Point annotation dataset lines

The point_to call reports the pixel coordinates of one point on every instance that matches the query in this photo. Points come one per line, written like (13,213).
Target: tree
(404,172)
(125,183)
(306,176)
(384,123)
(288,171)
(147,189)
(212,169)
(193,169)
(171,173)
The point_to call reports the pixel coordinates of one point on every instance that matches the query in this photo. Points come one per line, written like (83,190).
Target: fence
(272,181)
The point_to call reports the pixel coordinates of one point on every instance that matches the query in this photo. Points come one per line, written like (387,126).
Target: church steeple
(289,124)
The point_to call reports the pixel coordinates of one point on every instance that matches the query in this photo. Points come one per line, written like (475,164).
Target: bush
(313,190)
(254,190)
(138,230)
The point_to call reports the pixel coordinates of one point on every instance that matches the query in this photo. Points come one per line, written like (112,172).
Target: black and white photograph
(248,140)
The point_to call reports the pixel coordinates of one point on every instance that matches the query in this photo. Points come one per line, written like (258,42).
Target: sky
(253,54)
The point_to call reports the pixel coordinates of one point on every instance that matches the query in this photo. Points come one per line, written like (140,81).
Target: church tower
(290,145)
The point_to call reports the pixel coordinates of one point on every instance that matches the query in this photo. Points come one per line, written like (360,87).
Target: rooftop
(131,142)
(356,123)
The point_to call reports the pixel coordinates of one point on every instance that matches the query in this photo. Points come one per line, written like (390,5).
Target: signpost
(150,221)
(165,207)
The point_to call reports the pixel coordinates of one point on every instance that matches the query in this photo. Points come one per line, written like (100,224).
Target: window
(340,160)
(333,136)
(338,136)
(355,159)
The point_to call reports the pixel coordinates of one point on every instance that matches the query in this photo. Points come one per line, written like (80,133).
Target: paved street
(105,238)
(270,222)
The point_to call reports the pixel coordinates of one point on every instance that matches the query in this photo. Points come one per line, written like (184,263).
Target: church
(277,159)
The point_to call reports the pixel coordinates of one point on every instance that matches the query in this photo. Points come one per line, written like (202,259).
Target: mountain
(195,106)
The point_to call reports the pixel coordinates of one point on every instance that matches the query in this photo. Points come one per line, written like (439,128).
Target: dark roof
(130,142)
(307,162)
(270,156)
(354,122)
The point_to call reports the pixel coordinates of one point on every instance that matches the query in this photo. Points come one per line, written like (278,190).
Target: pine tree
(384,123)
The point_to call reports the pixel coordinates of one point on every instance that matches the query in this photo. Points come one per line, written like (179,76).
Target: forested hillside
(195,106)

Work to do
Rewrite all of the lines above, replacing "Target" with "Query" each time it appears and keeping everything else the same.

Written solution
The point_to call reports the pixel coordinates of one point on every instance that matches the query in this photo. Points come one per line, written like (13,213).
Query: tree
(404,172)
(125,183)
(306,176)
(384,123)
(288,171)
(147,189)
(212,169)
(193,169)
(171,173)
The point_to call reports the pixel coordinates of one point on every instance that matches the query in this photo. Points come one per line, written like (83,190).
Query: fence
(272,181)
The point_to call reports the pixel coordinates of one point on every instance that matches the query in this photo. Points come one per line, written like (387,126).
Query: church steeple
(289,124)
The point_to call reports the pixel coordinates of one point on every instance that matches the query in this photo. Points come one per line, written like (475,164).
Query: bush
(313,190)
(254,190)
(138,230)
The point_to call reports the pixel coordinates of one point on every instance that matches the query in this photo. Points come one per line, written like (112,172).
Query: black and white photograph
(248,140)
The point_to call reports the pixel coordinates of one point on every instance that matches the query in this photo. Points come one per line, written like (258,42).
Query: sky
(253,54)
The point_to call reports the pixel coordinates of one point on every instance that matches the query in this photo. Points come one per line, written like (140,81).
Query: church tower
(290,145)
The point_to call reports the pixel coordinates of one point on every instance that matches the query in this photo. Points come one per line, written like (360,87).
Query: rooftop
(131,142)
(356,123)
The point_to call reports the pixel coordinates of one point on every instance that matches the query in this photo. Points come one per line, written like (390,5).
Query: signpost
(150,221)
(165,207)
The point_to call reports the pixel coordinates of one point on every instance that matches the query in this photo. Points come one per line, written like (100,224).
Query: window
(340,160)
(333,136)
(338,136)
(355,159)
The point_to call reports the pixel coordinates of one point on every instance that matches the query in this photo. Points come one per line, written like (80,133).
Query: paved street
(105,238)
(270,222)
The point_to call reports the pixel coordinates of one point on every instance that matches the query in this photo. Points come one per line, written like (184,263).
Query: church
(277,159)
The point_to call reports the pixel coordinates of one point on every instance that matches the query in this photo. Points come one per line, written like (202,259).
Query: mountain
(195,106)
The point_to call reports the pixel coordinates of one point on every instance that matches the query in this photo. Points come one per line, written like (439,128).
Query: dark roof
(130,142)
(307,162)
(270,156)
(354,122)
The point_to call reports the pixel coordinates of one point on every instance that matches the query in this photo. Points come one per line, written like (278,190).
Query: pine tree
(384,123)
The point_to call reports the pixel coordinates of one point on every instance that matches the query in this photo. Points come one per line, written like (179,76).
Query: forested hillside
(195,106)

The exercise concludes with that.